● DIRECTIONS
Output every line of the rows below as a JSON list of strings, one string per line, skipping blank lines and leaving out the pictures.

[START]

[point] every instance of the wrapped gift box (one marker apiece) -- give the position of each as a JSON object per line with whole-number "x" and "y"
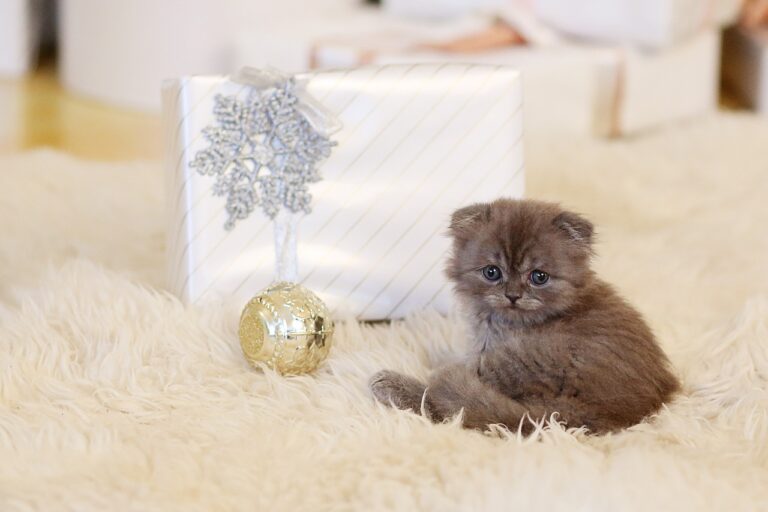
{"x": 652, "y": 23}
{"x": 745, "y": 65}
{"x": 577, "y": 88}
{"x": 417, "y": 142}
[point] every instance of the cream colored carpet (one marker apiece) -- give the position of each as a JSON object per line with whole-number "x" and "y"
{"x": 114, "y": 396}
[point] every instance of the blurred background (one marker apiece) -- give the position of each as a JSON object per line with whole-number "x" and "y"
{"x": 84, "y": 76}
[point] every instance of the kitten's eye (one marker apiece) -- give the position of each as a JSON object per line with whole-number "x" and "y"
{"x": 492, "y": 273}
{"x": 539, "y": 277}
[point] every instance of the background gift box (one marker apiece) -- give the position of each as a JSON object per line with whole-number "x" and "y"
{"x": 651, "y": 23}
{"x": 574, "y": 87}
{"x": 417, "y": 142}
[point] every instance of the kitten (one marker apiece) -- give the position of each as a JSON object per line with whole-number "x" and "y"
{"x": 548, "y": 335}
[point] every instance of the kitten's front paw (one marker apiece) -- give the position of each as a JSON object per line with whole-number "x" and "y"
{"x": 401, "y": 391}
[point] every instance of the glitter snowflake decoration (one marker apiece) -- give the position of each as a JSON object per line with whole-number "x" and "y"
{"x": 262, "y": 152}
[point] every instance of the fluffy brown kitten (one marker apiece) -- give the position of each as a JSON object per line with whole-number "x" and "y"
{"x": 548, "y": 336}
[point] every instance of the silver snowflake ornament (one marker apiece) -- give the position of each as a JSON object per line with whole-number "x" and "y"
{"x": 262, "y": 152}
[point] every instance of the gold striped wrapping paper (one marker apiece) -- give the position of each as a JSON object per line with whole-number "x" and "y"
{"x": 417, "y": 142}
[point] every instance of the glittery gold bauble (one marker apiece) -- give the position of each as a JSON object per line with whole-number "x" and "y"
{"x": 287, "y": 327}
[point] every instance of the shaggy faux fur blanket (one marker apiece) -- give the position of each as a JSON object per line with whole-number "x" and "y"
{"x": 115, "y": 396}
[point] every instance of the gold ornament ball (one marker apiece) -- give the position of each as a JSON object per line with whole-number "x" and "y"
{"x": 287, "y": 327}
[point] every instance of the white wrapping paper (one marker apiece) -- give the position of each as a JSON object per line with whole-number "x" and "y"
{"x": 745, "y": 65}
{"x": 584, "y": 89}
{"x": 417, "y": 142}
{"x": 651, "y": 23}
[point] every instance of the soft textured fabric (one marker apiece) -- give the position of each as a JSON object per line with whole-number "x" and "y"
{"x": 115, "y": 396}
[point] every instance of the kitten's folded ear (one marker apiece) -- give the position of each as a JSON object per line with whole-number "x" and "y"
{"x": 464, "y": 220}
{"x": 577, "y": 228}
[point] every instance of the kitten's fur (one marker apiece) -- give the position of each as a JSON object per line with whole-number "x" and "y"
{"x": 571, "y": 347}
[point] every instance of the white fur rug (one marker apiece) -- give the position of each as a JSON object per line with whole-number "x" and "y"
{"x": 114, "y": 396}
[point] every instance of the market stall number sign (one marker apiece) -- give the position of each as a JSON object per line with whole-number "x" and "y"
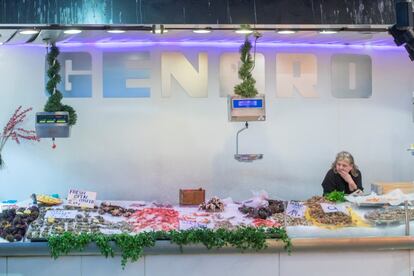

[END]

● EXERCISE OUTPUT
[
  "[point] every instance of the wrapped gift box (one marker apiece) -- give the position of each as a JSON object per line with whole-number \"x\" and \"y\"",
  "{\"x\": 652, \"y\": 23}",
  "{\"x\": 745, \"y\": 65}",
  "{\"x\": 577, \"y\": 88}",
  "{\"x\": 417, \"y\": 142}",
  "[point] every instance of the cream colored carpet (one marker apiece) -- give the position of each as a JSON object per line with whole-number \"x\" and \"y\"",
  "{\"x\": 114, \"y\": 396}",
  "[point] every instance of the blurred background (one marker apiece) -- give the position of each as a JSON object per line with whole-number \"x\" and \"y\"",
  "{\"x\": 84, \"y\": 76}",
  "[point] every instance of the kitten's eye (one marker apiece) -- give the position of each as a JSON object per line with whole-number \"x\" and \"y\"",
  "{\"x\": 492, \"y\": 273}",
  "{\"x\": 539, \"y\": 277}",
  "[point] every instance of the background gift box (one marker apiece) -- give the position of each as a JSON object per line with whole-number \"x\" and \"y\"",
  "{\"x\": 651, \"y\": 23}",
  "{\"x\": 574, \"y\": 87}",
  "{\"x\": 417, \"y\": 142}",
  "[point] every instance of the kitten (one marker apiece) -- give the position of each as a JSON object per line with whole-number \"x\" and \"y\"",
  "{\"x\": 548, \"y\": 335}",
  "[point] every instance of the kitten's front paw (one marker apiece) -- give the position of each as a JSON object per line with whole-number \"x\" and \"y\"",
  "{\"x\": 401, \"y\": 391}",
  "[point] every instance of the glitter snowflake decoration (one marker apiece) -- give the position of each as a JSON object per line with whole-number \"x\" and \"y\"",
  "{\"x\": 262, \"y\": 152}",
  "[point] every instance of the fluffy brown kitten (one marker apiece) -- give the position of each as a JSON object per line with whole-number \"x\" and \"y\"",
  "{\"x\": 548, \"y\": 336}",
  "[point] every instance of the silver snowflake ornament (one marker apiece) -- give the position of each as a JSON object per line with whole-number \"x\" and \"y\"",
  "{\"x\": 262, \"y\": 152}",
  "[point] every instance of the gold striped wrapping paper (one marker apiece) -- give the position of each as a JSON object per line with whole-number \"x\" and \"y\"",
  "{\"x\": 417, \"y\": 142}",
  "[point] every instance of the glittery gold bauble (one marker apiece) -- give the position of each as a JSON object per line with whole-number \"x\" and \"y\"",
  "{\"x\": 287, \"y\": 327}",
  "[point] every instance of the shaggy faux fur blanket (one marker apiece) -- give the position of each as a JSON object per line with whole-number \"x\" and \"y\"",
  "{\"x\": 115, \"y\": 396}",
  "[point] every instance of the gold ornament ball (one marker apiece) -- give the position of each as a JSON object per line with whole-number \"x\" and \"y\"",
  "{\"x\": 287, \"y\": 327}",
  "[point] every instance of the white wrapping paper (one marker apiece) -- give the position of each as a JSON object per line with whole-number \"x\" and \"y\"",
  "{\"x\": 745, \"y\": 65}",
  "{\"x\": 584, \"y\": 89}",
  "{\"x\": 417, \"y\": 142}",
  "{\"x\": 651, \"y\": 23}",
  "[point] every instance of the soft textured fabric (one marker apiece) -- give the position of each as a JSON object per line with whole-number \"x\" and \"y\"",
  "{\"x\": 115, \"y\": 396}",
  "[point] every instance of the kitten's folded ear (one marker apiece) -- give the position of each as a JSON object per line with whole-number \"x\" and \"y\"",
  "{\"x\": 464, \"y\": 220}",
  "{\"x\": 577, \"y\": 228}",
  "[point] every instance of the kitten's fur (one marker apiece) -- give the position of each as a JSON object per line with whole-number \"x\" and \"y\"",
  "{\"x\": 571, \"y\": 347}",
  "[point] every instance of the white fur rug (one marker apiece) -- give the position of each as a JSON object per line with whole-number \"x\" and \"y\"",
  "{\"x\": 114, \"y\": 396}",
  "[point] every instance of the market stall number sign (one marker apiece) -- give the position of each as a JSON object per line with whole-number \"x\" and \"y\""
]